◆ **WHAT IS REQUIRED**: Rewrite the entries with every instance of "confirming" changed to "matching", leaving everything else as it is.

(Data listing)
◇ ◇ ◇ ◇ ◇

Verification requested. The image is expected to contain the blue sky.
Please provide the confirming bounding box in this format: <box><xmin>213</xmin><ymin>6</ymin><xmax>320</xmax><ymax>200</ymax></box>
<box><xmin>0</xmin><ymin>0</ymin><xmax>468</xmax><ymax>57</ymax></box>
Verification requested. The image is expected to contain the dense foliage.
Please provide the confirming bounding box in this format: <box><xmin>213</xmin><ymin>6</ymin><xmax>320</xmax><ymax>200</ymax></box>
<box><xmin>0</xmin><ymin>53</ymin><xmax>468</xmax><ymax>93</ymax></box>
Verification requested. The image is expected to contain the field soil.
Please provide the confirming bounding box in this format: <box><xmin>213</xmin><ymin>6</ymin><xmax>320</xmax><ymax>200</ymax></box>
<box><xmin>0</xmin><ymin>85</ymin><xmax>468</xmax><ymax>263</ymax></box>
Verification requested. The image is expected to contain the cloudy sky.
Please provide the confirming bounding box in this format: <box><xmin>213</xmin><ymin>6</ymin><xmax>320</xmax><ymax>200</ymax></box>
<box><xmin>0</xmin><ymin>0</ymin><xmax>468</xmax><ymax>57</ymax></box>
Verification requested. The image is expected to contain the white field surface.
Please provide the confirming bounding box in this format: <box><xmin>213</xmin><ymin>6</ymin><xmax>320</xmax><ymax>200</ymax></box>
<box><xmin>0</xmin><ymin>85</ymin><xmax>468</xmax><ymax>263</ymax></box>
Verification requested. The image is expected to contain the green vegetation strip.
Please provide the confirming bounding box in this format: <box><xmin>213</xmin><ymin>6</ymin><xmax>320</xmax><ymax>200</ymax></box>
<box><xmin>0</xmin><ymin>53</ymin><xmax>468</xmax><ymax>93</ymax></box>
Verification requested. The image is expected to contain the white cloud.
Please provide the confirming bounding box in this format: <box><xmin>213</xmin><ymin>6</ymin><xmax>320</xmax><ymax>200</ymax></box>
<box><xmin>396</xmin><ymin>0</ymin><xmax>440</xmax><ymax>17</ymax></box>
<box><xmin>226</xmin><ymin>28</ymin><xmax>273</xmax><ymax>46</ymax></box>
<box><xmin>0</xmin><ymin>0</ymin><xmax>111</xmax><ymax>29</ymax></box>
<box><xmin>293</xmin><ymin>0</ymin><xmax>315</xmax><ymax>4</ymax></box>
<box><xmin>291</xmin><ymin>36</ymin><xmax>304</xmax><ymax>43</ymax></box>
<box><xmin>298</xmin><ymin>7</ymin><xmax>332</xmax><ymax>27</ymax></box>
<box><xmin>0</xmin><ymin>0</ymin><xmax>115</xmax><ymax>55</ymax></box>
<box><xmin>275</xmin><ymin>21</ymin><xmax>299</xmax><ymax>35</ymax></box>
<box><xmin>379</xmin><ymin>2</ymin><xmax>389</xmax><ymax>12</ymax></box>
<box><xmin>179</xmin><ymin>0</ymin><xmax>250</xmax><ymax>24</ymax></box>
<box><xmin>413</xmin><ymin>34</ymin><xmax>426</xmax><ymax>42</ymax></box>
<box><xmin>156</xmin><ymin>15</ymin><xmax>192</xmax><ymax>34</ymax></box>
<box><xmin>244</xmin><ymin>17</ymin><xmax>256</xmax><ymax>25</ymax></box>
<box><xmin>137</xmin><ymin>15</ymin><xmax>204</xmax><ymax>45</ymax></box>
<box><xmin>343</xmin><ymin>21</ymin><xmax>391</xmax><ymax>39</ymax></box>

◇ ◇ ◇ ◇ ◇

◆ **RESULT FOR THIS EXERCISE**:
Verification requested. The image is expected to contain the blue sky.
Please provide the matching bounding box in this format: <box><xmin>213</xmin><ymin>6</ymin><xmax>320</xmax><ymax>200</ymax></box>
<box><xmin>0</xmin><ymin>0</ymin><xmax>468</xmax><ymax>57</ymax></box>
Verification requested. The image is expected to contain the dense foliage.
Please provide the matching bounding box in this format: <box><xmin>213</xmin><ymin>6</ymin><xmax>320</xmax><ymax>200</ymax></box>
<box><xmin>0</xmin><ymin>53</ymin><xmax>468</xmax><ymax>93</ymax></box>
Verification requested. The image is expected to contain the field soil.
Please provide the matching bounding box in this format: <box><xmin>213</xmin><ymin>6</ymin><xmax>320</xmax><ymax>200</ymax></box>
<box><xmin>0</xmin><ymin>85</ymin><xmax>468</xmax><ymax>263</ymax></box>
Verification requested. The image is expected to contain the cloudy sky.
Please provide the matching bounding box in this format: <box><xmin>213</xmin><ymin>6</ymin><xmax>320</xmax><ymax>200</ymax></box>
<box><xmin>0</xmin><ymin>0</ymin><xmax>468</xmax><ymax>57</ymax></box>
Verification requested. The image is expected to contain the white field surface.
Please provide the matching bounding box in this format: <box><xmin>213</xmin><ymin>6</ymin><xmax>320</xmax><ymax>200</ymax></box>
<box><xmin>0</xmin><ymin>85</ymin><xmax>468</xmax><ymax>263</ymax></box>
Verification requested. The image is expected to contain the green vegetation strip.
Please provide the matching bounding box in this format: <box><xmin>213</xmin><ymin>6</ymin><xmax>320</xmax><ymax>200</ymax></box>
<box><xmin>0</xmin><ymin>53</ymin><xmax>468</xmax><ymax>93</ymax></box>
Verification requested. The image is expected to contain the white cloud.
Please provide the matching bounding box in this format: <box><xmin>213</xmin><ymin>6</ymin><xmax>320</xmax><ymax>200</ymax></box>
<box><xmin>396</xmin><ymin>0</ymin><xmax>440</xmax><ymax>17</ymax></box>
<box><xmin>226</xmin><ymin>28</ymin><xmax>273</xmax><ymax>46</ymax></box>
<box><xmin>0</xmin><ymin>0</ymin><xmax>111</xmax><ymax>29</ymax></box>
<box><xmin>293</xmin><ymin>0</ymin><xmax>315</xmax><ymax>4</ymax></box>
<box><xmin>291</xmin><ymin>36</ymin><xmax>304</xmax><ymax>43</ymax></box>
<box><xmin>298</xmin><ymin>7</ymin><xmax>332</xmax><ymax>27</ymax></box>
<box><xmin>0</xmin><ymin>0</ymin><xmax>115</xmax><ymax>55</ymax></box>
<box><xmin>275</xmin><ymin>21</ymin><xmax>299</xmax><ymax>35</ymax></box>
<box><xmin>379</xmin><ymin>2</ymin><xmax>389</xmax><ymax>12</ymax></box>
<box><xmin>179</xmin><ymin>0</ymin><xmax>250</xmax><ymax>24</ymax></box>
<box><xmin>413</xmin><ymin>34</ymin><xmax>426</xmax><ymax>42</ymax></box>
<box><xmin>156</xmin><ymin>15</ymin><xmax>192</xmax><ymax>34</ymax></box>
<box><xmin>244</xmin><ymin>17</ymin><xmax>256</xmax><ymax>25</ymax></box>
<box><xmin>137</xmin><ymin>15</ymin><xmax>204</xmax><ymax>45</ymax></box>
<box><xmin>343</xmin><ymin>21</ymin><xmax>391</xmax><ymax>39</ymax></box>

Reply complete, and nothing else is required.